WRITTEN TASKS:
- A) In the court excerpt, who did Investigator Perry recall coming in and being consulted before the interview was terminated?
- B) Rewrite the part of the court excerpt starting with "(Tr. 2 at 6, 8.)" and going on through "(Id. at 8.)", swapping "suspicion" for "hunch".

** Start EXCERPTED TEXT **

It seems that [Mr. Trimble] mentioned inmate Kimball and [inmate] Perry being together when the meal carts were shipped over to the U.C.I. facility, but inmate Trimble at that point didn't discuss inmate Perry's involvement in bringing the gun into the prison. . . . [The] information [from Mr. Trimble] made us suspect inmate Kimball's story as to his personal involvement in the gun coming into the prison in the first place. Based on that, [the purpose of] our interviews with [inmates] Jeff Roberts and Clifford Perry [on the afternoon of December 5th] was to try and determine or try and support inmate Trimble's side or trying to fill in the gaps between inmate Kimball's story and inmate Trimble's story.
(Tr. 2 at 6, 8.) But Investigator Perry testified that it was "fair to characterize [his] approach to Mr. Perry that afternoon as starting to get a little fishy about [Mr. Perry]," and he admitted that he had a suspicion at that point that Mr. Perry might be involved with the alleged scheme to bring the gun into the prison. (Id. at 8.)
Investigator Pepper testified that he did not recall one way or the other whether a Miranda warning was given to Mr. Perry during the afternoon session. Investigator Perry said he did not give Mr. Perry a Miranda warning at that point, but his testimony suggests that he assumed that Investigator Pepper, who had interviewed Mr. Perry earlier, had given the Miranda warning already. His testimony also suggests that he did not consider Mr. Perry a suspect at that time.
Q When you started the interview before talking to Mr. Perry, did you give him his Miranda rights?
A Not during that interview.
Q Why not?
A A couple of reasons. . . . The first thing was that was the last day that Investigator Pepper was working at the prison. He originally had received the information of the gun coming in — or the weapon being in the facility. He had originally talked with inmate Kimball and inmate Perry.
I relied pretty heavily on Investigator Pepper at that point as the primary in that interview. Towards the end of the day it became more apparent to me that Investigator Pepper was cutting his ties with the case and that the investigation would be mine.
And so the second answer to that question is inmate Perry, like inmate Trimble, the focus of our investigation with them was that we felt like we didn't have anything hard — any hard fact that they were involved in bringing the gun in at that point. At least from my perspective it was our intention to get [corroborating] evidence or information as to inmate Kimball bringing the gun in.
(Tr. 2 at 11.)
The session was confrontational and voices were raised. The investigators described Mr. Perry as uncooperative (particularly in comparison to his demeanor during the morning session). Investigator Perry testified that "the focus of the interview was becoming more poignant as to, you know, things are not adding up." (Tr. 2 at 12.) He said that
in that interview it came to a point where [Mr. Perry] wasn't going to give anymore information. He didn't want to talk about it anymore. I don't remember exactly how he articulated that, but I remember that we were basically getting to the point where he was digging in his heels and we weren't making any progress. . . . [W]ithin that 15 minute time frame we terminated the interview. . . . It seems to me that Captain Green had come in, we had consulted with him, we kind of explained the situation, and it terminated after that.

** End EXCERPTED TEXT **
** Start SUPPLIED RECORDS **

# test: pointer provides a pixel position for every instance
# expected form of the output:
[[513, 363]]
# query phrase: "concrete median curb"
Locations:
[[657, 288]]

** End SUPPLIED RECORDS **
** Start SUPPLIED RECORDS **

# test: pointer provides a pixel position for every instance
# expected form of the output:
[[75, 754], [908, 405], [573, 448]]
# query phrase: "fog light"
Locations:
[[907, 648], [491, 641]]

** End SUPPLIED RECORDS **
** Start SUPPLIED RECORDS **

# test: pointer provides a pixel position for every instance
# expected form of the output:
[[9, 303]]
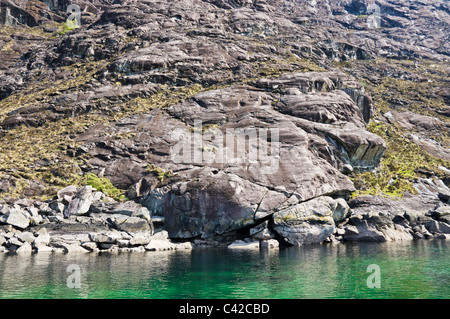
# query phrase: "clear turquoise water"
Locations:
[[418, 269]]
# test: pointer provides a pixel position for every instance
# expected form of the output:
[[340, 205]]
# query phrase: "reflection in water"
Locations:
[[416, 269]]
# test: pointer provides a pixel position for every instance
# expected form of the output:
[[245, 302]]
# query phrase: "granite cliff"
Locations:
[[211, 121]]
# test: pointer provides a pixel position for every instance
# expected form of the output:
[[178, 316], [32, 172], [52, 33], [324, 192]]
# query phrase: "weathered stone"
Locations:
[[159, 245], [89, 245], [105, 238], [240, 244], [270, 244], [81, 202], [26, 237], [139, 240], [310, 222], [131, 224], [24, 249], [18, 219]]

** End SUPPLIED RECORDS **

RESPONSES PER TASK:
- A) Captain Green

- B)
(Tr. 2 at 6, 8.) But Investigator Perry testified that it was "fair to characterize [his] approach to Mr. Perry that afternoon as starting to get a little fishy about [Mr. Perry]," and he admitted that he had a hunch at that point that Mr. Perry might be involved with the alleged scheme to bring the gun into the prison. (Id. at 8.)